Selected excerpt.
━━━━━━━━━━━━━━━━━━━━
Defendant requests the Court take judicial notice of the complaint plaintiff filed in a prior unlawful detainer case between the same parties, numbered 22LBUD00708 in the Los Angele Superior Court. Defendant bases its request on California Evidence Code section 452, subdivisions (d) and (h). (RJN 2:8-17.) Defendant further asserts that “the Court may take judicial notice of admissions, affidavits, and the like, where they contain statements of the plaintiff or his agent which are inconsistent with the allegations of the pleading before the court. (Id. 2:17-21, citing Del E. Webb Corp. v. Structural Materials Co. (Webb) (1981) 123 Cal.App.3d 593, 604-605.)

The Second District Court of Appeal in Garcia v. Sterling (1985) 176 Cal.App.3d 17 directly criticized Webb, the case relied upon by the defendant, as a “prime example[ ] of the widespread misunderstanding of judicial notice of court records. … “‘[A] court cannot take judicial notice of hearsay allegations as being true, just because they are part of a court record or file[.]’” (Garcia v. Sterling, supra, at p. 22, quoting Day v. Sharp (1957) 50 Cal.App.3d 904, 914.)
━━━━━━━━━━━━━━━━━━━━
Provided material.

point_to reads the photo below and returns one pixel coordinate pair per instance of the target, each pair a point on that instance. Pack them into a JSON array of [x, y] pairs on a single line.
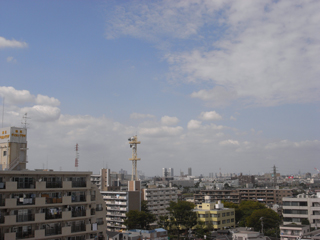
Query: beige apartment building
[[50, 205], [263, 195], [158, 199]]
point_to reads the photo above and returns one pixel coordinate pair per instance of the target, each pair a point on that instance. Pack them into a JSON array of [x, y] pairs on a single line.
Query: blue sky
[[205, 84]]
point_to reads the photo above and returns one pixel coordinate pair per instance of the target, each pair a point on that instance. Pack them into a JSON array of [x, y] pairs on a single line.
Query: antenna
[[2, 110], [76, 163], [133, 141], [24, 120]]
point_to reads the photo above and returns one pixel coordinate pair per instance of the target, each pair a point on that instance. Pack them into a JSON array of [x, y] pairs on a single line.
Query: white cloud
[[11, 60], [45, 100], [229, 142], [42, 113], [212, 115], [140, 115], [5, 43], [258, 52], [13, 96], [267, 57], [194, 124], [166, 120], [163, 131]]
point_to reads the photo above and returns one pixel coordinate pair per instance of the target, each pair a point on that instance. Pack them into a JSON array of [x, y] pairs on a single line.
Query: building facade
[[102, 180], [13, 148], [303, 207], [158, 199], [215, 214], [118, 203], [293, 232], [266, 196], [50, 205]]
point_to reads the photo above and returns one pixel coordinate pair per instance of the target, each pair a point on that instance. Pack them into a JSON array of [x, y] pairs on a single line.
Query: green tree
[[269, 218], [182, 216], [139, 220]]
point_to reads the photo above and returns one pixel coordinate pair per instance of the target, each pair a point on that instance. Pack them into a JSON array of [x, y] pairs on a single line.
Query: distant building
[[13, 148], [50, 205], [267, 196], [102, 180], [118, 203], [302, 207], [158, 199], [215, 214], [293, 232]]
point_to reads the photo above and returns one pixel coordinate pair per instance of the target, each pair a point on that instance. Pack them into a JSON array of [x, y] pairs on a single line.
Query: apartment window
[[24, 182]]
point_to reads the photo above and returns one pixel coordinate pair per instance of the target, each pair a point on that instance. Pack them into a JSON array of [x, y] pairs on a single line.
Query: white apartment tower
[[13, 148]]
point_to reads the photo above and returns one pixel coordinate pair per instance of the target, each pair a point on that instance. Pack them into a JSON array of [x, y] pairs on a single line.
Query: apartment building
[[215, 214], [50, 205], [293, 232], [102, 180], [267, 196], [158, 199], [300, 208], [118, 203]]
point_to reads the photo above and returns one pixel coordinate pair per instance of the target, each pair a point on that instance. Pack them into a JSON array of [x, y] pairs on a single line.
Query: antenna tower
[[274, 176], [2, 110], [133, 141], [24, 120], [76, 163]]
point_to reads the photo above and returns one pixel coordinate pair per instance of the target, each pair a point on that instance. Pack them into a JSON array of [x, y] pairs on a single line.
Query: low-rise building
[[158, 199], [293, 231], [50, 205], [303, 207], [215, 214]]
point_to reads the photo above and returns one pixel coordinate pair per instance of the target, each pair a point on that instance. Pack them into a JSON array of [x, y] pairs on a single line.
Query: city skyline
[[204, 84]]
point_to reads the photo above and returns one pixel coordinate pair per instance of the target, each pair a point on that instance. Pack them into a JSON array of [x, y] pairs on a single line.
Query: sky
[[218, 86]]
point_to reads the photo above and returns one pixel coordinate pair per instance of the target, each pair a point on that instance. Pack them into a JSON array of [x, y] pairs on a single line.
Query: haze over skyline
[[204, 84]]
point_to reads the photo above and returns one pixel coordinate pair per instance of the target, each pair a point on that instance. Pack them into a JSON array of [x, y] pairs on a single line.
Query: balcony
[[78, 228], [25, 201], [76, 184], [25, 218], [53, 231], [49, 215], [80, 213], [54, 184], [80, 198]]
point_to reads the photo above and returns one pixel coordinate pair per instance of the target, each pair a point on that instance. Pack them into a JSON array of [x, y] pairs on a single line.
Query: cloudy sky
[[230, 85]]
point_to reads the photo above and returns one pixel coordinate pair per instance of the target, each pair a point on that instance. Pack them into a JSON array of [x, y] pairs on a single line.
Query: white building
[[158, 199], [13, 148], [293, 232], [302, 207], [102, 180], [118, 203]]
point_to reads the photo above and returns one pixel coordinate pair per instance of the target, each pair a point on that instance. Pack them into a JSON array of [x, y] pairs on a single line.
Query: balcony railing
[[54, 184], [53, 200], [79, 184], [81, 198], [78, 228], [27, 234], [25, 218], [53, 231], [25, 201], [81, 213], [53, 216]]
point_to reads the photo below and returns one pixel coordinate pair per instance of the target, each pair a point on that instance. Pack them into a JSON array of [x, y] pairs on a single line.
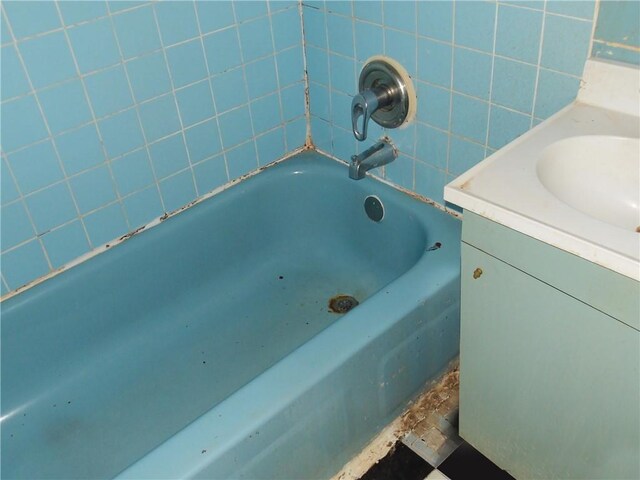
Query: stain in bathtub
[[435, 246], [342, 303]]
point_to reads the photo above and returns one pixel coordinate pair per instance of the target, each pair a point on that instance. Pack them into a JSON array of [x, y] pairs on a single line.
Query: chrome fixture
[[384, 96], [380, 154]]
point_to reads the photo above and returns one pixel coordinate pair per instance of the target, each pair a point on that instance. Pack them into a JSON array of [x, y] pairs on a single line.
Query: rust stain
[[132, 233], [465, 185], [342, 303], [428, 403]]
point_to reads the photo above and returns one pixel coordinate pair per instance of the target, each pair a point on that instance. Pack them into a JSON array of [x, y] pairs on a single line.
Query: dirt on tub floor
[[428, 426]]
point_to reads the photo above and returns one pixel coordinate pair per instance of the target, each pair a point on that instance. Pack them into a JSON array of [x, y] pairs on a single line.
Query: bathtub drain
━━━━━━━━━━━━━━━━━━━━
Tasks to complete.
• a. Name every court case cited in the passage about judicial notice above the items.
• b. Carry on the passage about judicial notice, picking up after its final sentence.

Results.
• a.
Del E. Webb Corp. v. Structural Materials Co.
Garcia v. Sterling
Day v. Sharp

• b.
While courts may take notice of judicial records under subdivisions (d) and (h) of Evidence Code section 452, “[c]ourts may not take judicial notice of allegations in affidavits [or] declarations in court records because such matters are reasonably subject to dispute and therefore require formal proof.”  (Lockley v. Law Office of Cantrell, Green, Pekich, Cruz & McCort (2001) 91 Cal.App.4th 875, 882.) “[J]udicial notice of matters upon demurrer will be dispositive only in those instances where there is not or cannot be a factual dispute concerning that which is sought to be judicially noticed.” (Joslin v. H.A.S. Insurance Brokerage (1986) 184 Cal.App.3d 369, 375, quoting Cruz v. County of Los Angeles (1985) 173 Cal.App.3d 113, 1134.) “[W]hile courts are free to take judicial notice of the existence of each document in a court file, including the truth of results reached, they may not take judicial notice of the truth of hearsay statements in decisions and court files. (Williams v. Wraxall (1995) 33 Cal.App.4th 120, 130, fn. 7, 39 Cal.Rptr.2d 658.)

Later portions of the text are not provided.